■ EXERCISE TASK: Copy the rows below word for word, omitting the pictures.

====== PROVIDED INFORMATION ======

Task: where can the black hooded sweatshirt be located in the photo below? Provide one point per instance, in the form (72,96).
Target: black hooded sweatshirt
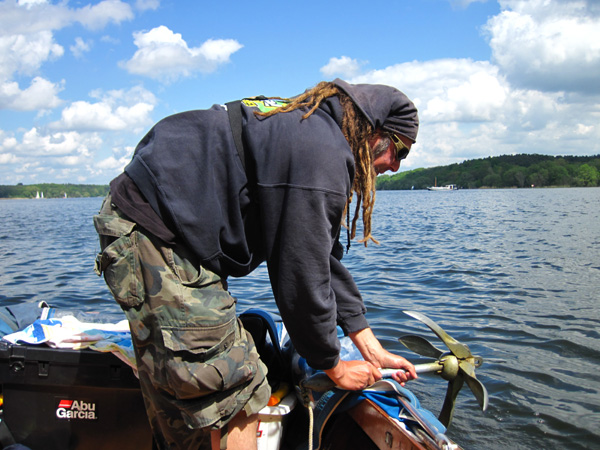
(285,207)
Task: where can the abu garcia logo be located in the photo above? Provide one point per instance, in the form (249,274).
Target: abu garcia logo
(76,409)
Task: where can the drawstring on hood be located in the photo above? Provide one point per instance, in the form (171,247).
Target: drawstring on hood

======

■ EXERCISE ANSWER:
Task: where can the black hooded sweatshirt be located in the photo below? Provide one point per instance, in the form (72,96).
Target: black hooded sweatshirt
(285,207)
Task: where can the abu garcia logo be located in the photo above? Provide one point per instance, in the form (249,274).
Target: abu garcia logo
(76,409)
Task: where can the drawstring on hood be located in the photo above? Provide one point per instance, in the form (171,247).
Target: drawstring on hood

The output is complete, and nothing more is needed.